● TASK REQUIREMENTS
**A.** In the passage below about recolonization capsules, what can currently be stored on a single small disk?
**B.** Decide whether each statement agrees with the passage below about recolonization capsules. For each, answer yes or no and quote the words of the passage that decide it.
(i) The digital archives would include the 100 greatest movies.
(ii) Including the digital archives would make the capsules much heavier.
(iii) The archive would help the new communities become technically proficient relatively soon.

● EXCERPT TO READ
______
Each recolonization capsule would also carry with it electronic storage devices that would store a huge amount of useful technical information, as well as a huge number of cultural, historical, and artistic treasures in digital form. We can currently store the equivalent of a 20-volume encyclopedia (including all its pictures) on a single small disk. It would not add much weight to the recolonization capsules to have them include digital archives that included items such as the 1000 greatest books in digital form, the 1000 most useful books in digital form, the 100 greatest movies in digital form, and the 1000 most useful instructional videos on www.youtube.com. Such an archive would help insure that the recolonization capsules would be the seeds of communities that would become technically proficient relatively soon, without having to pass through centuries of “re-inventing the wheel” in a thousand different ways.
______
● DATASET EXCERPTS

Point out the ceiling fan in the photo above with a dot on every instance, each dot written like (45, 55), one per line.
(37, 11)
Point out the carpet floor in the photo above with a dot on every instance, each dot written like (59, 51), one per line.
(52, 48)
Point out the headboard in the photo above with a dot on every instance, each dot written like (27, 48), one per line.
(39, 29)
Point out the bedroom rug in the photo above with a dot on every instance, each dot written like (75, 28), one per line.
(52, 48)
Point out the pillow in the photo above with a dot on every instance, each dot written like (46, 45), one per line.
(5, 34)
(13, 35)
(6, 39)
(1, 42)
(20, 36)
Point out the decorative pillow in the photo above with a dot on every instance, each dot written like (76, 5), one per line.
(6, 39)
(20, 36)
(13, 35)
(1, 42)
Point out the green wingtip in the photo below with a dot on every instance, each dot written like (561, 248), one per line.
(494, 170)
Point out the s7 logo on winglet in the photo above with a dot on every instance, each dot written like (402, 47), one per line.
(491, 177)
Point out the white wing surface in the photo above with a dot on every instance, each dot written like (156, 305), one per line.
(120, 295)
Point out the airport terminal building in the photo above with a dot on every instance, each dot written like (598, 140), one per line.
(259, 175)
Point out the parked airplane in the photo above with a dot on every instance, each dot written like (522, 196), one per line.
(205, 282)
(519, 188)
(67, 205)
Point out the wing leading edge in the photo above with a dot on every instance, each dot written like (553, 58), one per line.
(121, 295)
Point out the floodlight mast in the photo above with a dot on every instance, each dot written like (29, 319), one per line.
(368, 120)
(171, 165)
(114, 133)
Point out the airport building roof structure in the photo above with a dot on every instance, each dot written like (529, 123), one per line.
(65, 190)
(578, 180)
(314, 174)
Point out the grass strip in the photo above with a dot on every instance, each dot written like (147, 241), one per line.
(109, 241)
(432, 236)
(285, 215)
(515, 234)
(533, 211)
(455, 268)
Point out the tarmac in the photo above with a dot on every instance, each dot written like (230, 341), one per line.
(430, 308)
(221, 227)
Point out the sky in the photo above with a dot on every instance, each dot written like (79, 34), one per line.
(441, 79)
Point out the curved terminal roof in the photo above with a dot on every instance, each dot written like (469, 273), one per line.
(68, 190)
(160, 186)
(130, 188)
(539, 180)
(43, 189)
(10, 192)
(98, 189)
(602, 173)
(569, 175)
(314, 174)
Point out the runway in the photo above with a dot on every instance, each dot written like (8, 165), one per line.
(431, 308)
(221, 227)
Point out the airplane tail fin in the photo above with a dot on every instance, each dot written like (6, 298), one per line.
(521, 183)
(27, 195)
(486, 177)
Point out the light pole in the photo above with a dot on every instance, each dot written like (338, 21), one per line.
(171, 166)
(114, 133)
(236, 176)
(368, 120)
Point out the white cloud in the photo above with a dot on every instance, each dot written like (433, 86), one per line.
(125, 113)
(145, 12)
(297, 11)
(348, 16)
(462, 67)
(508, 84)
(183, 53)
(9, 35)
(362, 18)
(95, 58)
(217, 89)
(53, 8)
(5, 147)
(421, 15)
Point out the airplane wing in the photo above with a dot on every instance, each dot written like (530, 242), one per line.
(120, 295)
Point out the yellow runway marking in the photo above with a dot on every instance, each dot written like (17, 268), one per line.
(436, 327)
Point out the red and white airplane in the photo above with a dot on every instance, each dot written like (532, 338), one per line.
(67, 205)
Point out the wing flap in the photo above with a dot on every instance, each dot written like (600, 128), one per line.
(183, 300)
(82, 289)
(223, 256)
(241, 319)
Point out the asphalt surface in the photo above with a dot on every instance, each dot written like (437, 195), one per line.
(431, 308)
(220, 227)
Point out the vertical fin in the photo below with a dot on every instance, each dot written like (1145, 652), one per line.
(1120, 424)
______
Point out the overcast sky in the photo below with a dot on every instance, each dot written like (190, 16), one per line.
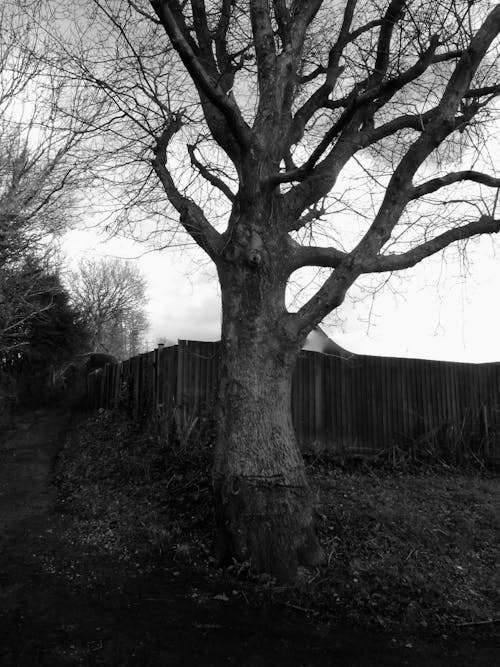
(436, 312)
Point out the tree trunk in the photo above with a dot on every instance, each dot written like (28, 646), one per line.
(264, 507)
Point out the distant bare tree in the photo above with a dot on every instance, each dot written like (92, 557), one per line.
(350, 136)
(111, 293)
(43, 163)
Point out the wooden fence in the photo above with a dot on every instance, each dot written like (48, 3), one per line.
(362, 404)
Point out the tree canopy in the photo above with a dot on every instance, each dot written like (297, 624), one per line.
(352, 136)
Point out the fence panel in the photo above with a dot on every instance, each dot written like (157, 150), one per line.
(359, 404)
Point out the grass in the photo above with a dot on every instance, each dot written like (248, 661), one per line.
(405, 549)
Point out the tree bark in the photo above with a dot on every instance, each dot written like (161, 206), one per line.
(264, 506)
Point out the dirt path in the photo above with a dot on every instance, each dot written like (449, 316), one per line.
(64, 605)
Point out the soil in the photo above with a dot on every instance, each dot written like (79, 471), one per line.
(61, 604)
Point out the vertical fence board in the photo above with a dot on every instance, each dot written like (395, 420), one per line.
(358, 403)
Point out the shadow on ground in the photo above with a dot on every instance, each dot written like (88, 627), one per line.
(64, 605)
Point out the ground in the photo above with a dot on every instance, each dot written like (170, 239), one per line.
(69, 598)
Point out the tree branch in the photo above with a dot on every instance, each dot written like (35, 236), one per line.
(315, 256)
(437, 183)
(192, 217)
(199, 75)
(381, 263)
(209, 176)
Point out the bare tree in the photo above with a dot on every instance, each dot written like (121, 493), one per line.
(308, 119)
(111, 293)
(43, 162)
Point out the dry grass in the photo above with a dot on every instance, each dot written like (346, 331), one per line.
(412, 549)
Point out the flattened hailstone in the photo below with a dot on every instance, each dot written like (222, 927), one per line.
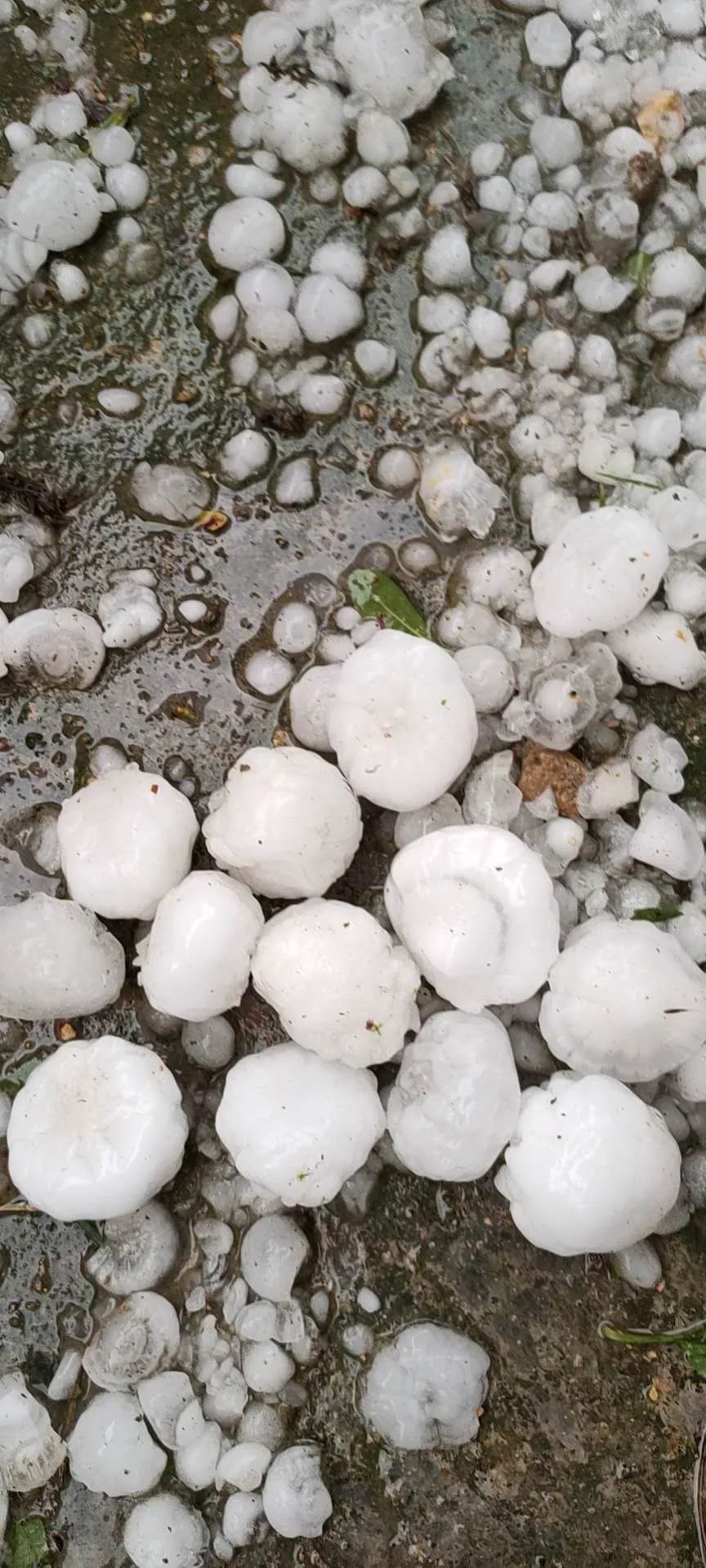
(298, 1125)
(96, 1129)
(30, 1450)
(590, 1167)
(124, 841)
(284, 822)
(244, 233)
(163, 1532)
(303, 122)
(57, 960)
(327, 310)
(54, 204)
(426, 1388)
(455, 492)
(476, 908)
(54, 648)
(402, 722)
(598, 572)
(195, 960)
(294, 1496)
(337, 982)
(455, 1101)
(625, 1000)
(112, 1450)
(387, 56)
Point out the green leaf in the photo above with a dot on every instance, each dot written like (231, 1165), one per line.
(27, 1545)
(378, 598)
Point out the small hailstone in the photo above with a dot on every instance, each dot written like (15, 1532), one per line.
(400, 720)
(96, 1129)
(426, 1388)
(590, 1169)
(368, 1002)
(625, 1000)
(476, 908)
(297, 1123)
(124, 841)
______
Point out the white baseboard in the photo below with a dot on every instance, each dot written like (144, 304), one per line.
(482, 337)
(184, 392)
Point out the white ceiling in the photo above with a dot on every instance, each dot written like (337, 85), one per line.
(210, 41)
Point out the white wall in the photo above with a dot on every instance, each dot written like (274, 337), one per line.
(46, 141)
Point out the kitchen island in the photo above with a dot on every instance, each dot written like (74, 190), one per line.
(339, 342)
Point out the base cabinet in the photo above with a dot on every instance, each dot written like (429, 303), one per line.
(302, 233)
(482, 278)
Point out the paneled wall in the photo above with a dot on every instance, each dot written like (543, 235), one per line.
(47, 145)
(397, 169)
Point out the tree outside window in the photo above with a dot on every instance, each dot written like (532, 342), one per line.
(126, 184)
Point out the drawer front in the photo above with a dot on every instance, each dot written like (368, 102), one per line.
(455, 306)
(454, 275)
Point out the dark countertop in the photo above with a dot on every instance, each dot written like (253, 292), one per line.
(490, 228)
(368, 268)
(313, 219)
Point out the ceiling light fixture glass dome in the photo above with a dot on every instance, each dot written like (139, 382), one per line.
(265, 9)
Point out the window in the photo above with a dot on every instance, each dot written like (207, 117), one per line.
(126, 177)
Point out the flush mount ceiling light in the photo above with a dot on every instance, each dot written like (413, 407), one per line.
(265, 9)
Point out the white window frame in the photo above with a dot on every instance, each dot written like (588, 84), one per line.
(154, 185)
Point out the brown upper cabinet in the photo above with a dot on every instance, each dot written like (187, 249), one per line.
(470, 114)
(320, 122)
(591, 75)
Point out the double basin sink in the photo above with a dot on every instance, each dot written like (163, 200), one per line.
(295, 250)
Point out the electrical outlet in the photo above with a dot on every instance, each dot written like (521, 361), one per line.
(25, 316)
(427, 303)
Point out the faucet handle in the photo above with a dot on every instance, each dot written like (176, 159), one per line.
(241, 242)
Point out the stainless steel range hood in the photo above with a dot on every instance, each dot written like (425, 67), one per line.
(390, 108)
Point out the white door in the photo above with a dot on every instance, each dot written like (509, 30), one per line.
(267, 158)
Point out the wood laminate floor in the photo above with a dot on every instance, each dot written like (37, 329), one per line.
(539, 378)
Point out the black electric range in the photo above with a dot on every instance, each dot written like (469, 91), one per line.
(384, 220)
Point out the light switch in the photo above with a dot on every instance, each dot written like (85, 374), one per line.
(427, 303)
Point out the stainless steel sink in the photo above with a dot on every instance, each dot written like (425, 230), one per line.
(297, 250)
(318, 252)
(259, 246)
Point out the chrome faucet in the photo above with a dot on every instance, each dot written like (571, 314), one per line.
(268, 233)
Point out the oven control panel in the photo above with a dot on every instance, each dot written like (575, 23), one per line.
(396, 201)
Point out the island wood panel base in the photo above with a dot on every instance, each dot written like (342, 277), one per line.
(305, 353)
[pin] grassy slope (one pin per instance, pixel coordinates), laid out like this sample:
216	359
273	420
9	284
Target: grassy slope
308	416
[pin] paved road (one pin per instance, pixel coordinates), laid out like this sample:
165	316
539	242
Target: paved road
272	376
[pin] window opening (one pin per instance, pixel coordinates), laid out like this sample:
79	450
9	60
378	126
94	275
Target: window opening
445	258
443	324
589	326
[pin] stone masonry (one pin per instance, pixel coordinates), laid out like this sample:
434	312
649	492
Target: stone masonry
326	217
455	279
______
● EXERCISE SOLUTIONS
**A.** The equivalent of a 20-volume encyclopedia, including all its pictures.

**B.**
(i) Yes: "the 100 greatest movies in digital form"
(ii) No: "It would not add much weight to the recolonization capsules"
(iii) Yes: "communities that would become technically proficient relatively soon"